- [Exercise prompt]: An exact transcript of all the records is the expected answer.

[Start of Attachment]

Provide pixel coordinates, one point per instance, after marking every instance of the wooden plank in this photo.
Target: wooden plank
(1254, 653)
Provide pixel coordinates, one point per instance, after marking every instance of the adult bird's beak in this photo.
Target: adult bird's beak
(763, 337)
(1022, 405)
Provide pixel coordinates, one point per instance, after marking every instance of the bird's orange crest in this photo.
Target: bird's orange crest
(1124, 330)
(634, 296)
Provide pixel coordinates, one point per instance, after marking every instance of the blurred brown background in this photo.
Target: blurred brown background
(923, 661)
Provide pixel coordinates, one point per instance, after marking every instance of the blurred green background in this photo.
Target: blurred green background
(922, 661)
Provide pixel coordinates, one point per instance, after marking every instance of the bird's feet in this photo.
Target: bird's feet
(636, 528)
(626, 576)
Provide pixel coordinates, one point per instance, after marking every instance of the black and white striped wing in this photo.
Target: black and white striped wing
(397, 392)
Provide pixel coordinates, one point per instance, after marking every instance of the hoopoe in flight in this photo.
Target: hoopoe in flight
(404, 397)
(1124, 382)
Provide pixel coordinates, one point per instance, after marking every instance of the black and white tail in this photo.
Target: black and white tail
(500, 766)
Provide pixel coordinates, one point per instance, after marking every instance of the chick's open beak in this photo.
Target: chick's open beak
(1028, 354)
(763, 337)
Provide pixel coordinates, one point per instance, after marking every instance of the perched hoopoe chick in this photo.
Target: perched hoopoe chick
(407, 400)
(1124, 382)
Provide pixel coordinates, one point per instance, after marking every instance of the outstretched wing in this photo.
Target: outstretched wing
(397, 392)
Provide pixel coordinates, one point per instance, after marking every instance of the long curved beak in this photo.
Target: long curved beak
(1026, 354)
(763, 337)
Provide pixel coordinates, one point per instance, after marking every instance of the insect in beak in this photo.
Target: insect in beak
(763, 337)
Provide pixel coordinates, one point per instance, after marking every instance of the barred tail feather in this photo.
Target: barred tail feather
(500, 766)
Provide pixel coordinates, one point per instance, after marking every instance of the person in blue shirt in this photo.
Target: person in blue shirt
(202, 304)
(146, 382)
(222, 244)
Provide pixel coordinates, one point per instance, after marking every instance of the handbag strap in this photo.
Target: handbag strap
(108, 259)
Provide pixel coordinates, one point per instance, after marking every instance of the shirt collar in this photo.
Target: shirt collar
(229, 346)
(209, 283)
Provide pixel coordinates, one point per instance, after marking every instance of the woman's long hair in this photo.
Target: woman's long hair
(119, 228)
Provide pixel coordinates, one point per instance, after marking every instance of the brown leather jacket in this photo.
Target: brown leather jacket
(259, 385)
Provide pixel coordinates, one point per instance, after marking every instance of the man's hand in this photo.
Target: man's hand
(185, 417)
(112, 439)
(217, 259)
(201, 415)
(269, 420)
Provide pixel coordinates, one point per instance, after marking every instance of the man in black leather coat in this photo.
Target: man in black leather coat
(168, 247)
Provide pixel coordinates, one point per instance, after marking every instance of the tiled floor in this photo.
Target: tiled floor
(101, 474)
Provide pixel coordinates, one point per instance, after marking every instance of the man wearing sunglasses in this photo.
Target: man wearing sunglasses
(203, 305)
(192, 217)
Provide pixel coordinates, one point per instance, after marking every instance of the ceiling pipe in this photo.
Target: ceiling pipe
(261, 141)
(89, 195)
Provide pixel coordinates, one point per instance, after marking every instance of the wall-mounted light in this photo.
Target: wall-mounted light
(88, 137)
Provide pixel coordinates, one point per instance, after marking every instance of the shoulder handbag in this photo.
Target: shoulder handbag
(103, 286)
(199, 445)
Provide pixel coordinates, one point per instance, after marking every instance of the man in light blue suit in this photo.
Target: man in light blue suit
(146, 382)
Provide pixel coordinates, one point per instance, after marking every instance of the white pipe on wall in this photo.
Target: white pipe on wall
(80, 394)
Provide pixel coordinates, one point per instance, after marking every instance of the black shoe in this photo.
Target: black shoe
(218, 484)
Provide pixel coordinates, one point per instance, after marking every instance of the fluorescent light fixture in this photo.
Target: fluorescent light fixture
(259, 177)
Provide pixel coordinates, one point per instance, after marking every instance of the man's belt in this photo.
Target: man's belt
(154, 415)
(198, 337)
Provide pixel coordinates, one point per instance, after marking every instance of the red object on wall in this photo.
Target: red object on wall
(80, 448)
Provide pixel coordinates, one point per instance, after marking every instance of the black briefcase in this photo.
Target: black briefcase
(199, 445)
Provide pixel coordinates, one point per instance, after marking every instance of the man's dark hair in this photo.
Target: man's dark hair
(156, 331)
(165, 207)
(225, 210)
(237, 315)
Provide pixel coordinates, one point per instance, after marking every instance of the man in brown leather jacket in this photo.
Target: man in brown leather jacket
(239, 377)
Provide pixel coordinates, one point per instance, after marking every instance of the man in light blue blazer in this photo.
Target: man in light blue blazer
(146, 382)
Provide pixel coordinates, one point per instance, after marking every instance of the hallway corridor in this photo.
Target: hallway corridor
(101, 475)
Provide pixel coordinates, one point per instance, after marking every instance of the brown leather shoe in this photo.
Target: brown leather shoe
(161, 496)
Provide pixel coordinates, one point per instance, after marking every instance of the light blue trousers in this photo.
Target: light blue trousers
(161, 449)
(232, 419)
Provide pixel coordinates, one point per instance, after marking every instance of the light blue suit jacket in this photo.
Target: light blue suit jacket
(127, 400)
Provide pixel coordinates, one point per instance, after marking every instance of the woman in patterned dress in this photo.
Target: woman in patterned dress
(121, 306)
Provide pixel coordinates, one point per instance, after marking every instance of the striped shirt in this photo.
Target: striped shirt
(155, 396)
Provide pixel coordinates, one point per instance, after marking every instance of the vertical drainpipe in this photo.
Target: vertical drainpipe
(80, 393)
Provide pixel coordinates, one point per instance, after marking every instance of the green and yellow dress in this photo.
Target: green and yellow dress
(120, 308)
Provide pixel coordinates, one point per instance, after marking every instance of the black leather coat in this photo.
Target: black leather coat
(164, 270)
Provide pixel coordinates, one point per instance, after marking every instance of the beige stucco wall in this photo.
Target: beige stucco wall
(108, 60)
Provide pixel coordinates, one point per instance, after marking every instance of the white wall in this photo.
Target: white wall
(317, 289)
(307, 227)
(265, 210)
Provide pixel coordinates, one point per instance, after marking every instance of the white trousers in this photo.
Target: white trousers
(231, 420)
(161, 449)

[End of Attachment]

- [Reply]:
Provide pixel coordinates, one point per instance, after marking every instance of the wooden plank in this photo.
Target: wooden plank
(1254, 653)
Provide pixel coordinates, one point per instance, after marking every instance of the adult bird's beak in this photo.
Target: adult bird's beak
(763, 337)
(1022, 405)
Provide pixel coordinates, one point per instance, after marking every instance of the bird's orange crest in this photo.
Target: bird's orange crest
(1124, 330)
(634, 296)
Provide pixel coordinates, one point per instance, after marking every instance of the blurred brown background in this photo.
Target: blurred brown background
(923, 661)
Provide pixel coordinates, one point per instance, after marking every instance of the blurred green background in this photo.
Target: blurred green background
(922, 661)
Provide pixel coordinates, one point per instance, after marking every instance of the bird's feet in this photo.
Target: bird's feet
(636, 528)
(626, 576)
Provide pixel coordinates, one point per instance, after marking every instance of the black and white striped wing in this photo.
Target: black and white striped wing
(397, 392)
Provide pixel coordinates, one point per instance, after marking every instance of the hoopoe in flight in this photo.
Target: hoopoe in flight
(404, 397)
(1124, 382)
Provide pixel coordinates, one point per instance, after marking every instance of the black and white tail in this photo.
Target: black and white tail
(500, 766)
Provide pixel coordinates, one point per instance, after marking every instance of the chick's open beak in this photo.
Target: chick's open beak
(1028, 354)
(763, 337)
Provide pixel coordinates, one point per instance, after marking every instance of the perched hoopoe chick in this photo.
Target: perched hoopoe chick
(407, 400)
(1124, 382)
Provide pixel coordinates, one point per instance, after marking every instance of the outstretched wing in this photo.
Target: outstretched wing
(397, 392)
Provide pixel coordinates, one point per instance, after marking every instance of the long curved beak in this photo.
Target: long curved beak
(1026, 354)
(763, 337)
Provide pixel coordinates, one point per instance, after marking every instance of the insect in beak in this photo.
Target: insect in beak
(763, 337)
Provide pixel coordinates, one point per instance, after marking every instance of the barred tail feather in this photo.
Target: barred tail feather
(500, 766)
Provide pixel coordinates, one point per instance, after marking every instance of the person in blue shirt in this photo.
Target: person in blue shirt
(202, 304)
(146, 382)
(222, 244)
Provide pixel coordinates, one point per instance, after marking every instance of the handbag strap in this photo.
Target: handbag strap
(108, 259)
Provide pixel coordinates, one point per instance, after marking every instance of the shirt collar in this photo.
Target: shirt collar
(229, 346)
(209, 283)
Provide pixel coordinates, one point per instance, after marking every instance of the woman's long hair in this photo.
Target: woman's long hair
(119, 228)
Provide pixel coordinates, one point per instance, after marking every instance of the brown leather jacket in this photo.
Target: brown leather jacket
(259, 385)
Provide pixel coordinates, one point per instance, after marking every instance of the man's hand in this photo.
Target: man's hand
(185, 417)
(112, 439)
(217, 259)
(201, 415)
(269, 420)
Provide pixel coordinates, one point per instance, after marking every instance of the man in black leather coat in this photo.
Target: man in black leather coat
(168, 247)
Provide pixel coordinates, one point per instance, after marking every instance of the tiled floor in this photo.
Target: tiled floor
(101, 474)
Provide pixel coordinates, one point per instance, after marking every instance of the man wearing sunglasses in this photo.
Target: man wearing sunglasses
(203, 305)
(192, 217)
Provide pixel coordinates, one point per instance, after marking every instance of the ceiling pipe in this photo.
Target: ceiling pipe
(261, 141)
(89, 195)
Provide pixel coordinates, one point per instance, after marking every instance of the wall-mounted light in this photo.
Target: wall-mounted light
(88, 137)
Provide pixel coordinates, one point per instance, after marking every instance of the shoulder handbag in this photo.
Target: shoulder handbag
(103, 286)
(199, 445)
Provide pixel coordinates, one point per instance, after marking every instance of the man in light blue suit in this photo.
Target: man in light blue suit
(146, 382)
Provide pixel coordinates, one point per instance, after marking every instance of the white pipe on wall in this photo.
Target: white pipe on wall
(80, 394)
Provide pixel coordinates, one point per instance, after marking every instance of the black shoe in this photo.
Target: black shoe
(218, 484)
Provide pixel coordinates, one point per instance, after marking every instance of the fluorescent light fixture in this photo.
Target: fluorescent light fixture
(259, 177)
Provide pixel coordinates, one point per instance, after marking every instance of the man's belt in this photo.
Target: man's belt
(154, 415)
(198, 337)
Provide pixel coordinates, one point per instance, after marking every instance of the red object on wall in this photo.
Target: red object on wall
(80, 448)
Provide pixel coordinates, one point per instance, after marking every instance of the black briefcase in this photo.
Target: black briefcase
(199, 445)
Provide pixel coordinates, one point per instance, after marking every instance of the man's dark hair in this photo.
Target: man's dark hair
(156, 331)
(165, 207)
(225, 210)
(237, 315)
Provide pixel coordinates, one point per instance, after marking every instance of the man in brown leather jacket in this photo.
Target: man in brown leather jacket
(239, 377)
Provide pixel coordinates, one point per instance, after marking every instance of the man in light blue blazer in this photo.
Target: man in light blue blazer
(146, 382)
Provide pixel coordinates, one point per instance, after marking every instance of the hallway corridor in this photo.
Target: hallway corridor
(101, 475)
Provide pixel coordinates, one point per instance, after marking every instance of the brown leather shoe in this photo.
Target: brown leather shoe
(161, 496)
Provide pixel coordinates, one point per instance, after marking every instance of the light blue trousers in this photo.
Target: light blue trousers
(161, 449)
(232, 419)
Provide pixel coordinates, one point per instance, after marking every instance of the light blue suit jacket in this photo.
Target: light blue suit jacket
(127, 400)
Provide pixel coordinates, one point per instance, after marking every instance of the woman in patterned dress in this photo.
Target: woman in patterned dress
(121, 306)
Provide pixel coordinates, one point per instance, after marking every instance of the striped shirt in this photo.
Target: striped shirt
(155, 396)
Provide pixel coordinates, one point per instance, after marking every instance of the vertical drainpipe in this photo.
Target: vertical drainpipe
(80, 393)
Provide pixel coordinates, one point per instance, after marking every instance of the green and yellow dress in this photo.
Target: green and yellow dress
(120, 308)
Provide pixel coordinates, one point per instance, after marking every instance of the black leather coat in this photo.
Target: black leather coat
(164, 270)
Provide pixel coordinates, one point per instance, after marking every instance of the beige stucco wall in this photo.
Target: beige stucco wall
(108, 60)
Provide pixel coordinates, one point per instance, after marking every instance of the white wall in this photo.
Target: white wall
(317, 289)
(307, 227)
(265, 210)
Provide pixel coordinates, one point per instance, after marking every instance of the white trousers in this photo.
Target: white trousers
(231, 420)
(161, 449)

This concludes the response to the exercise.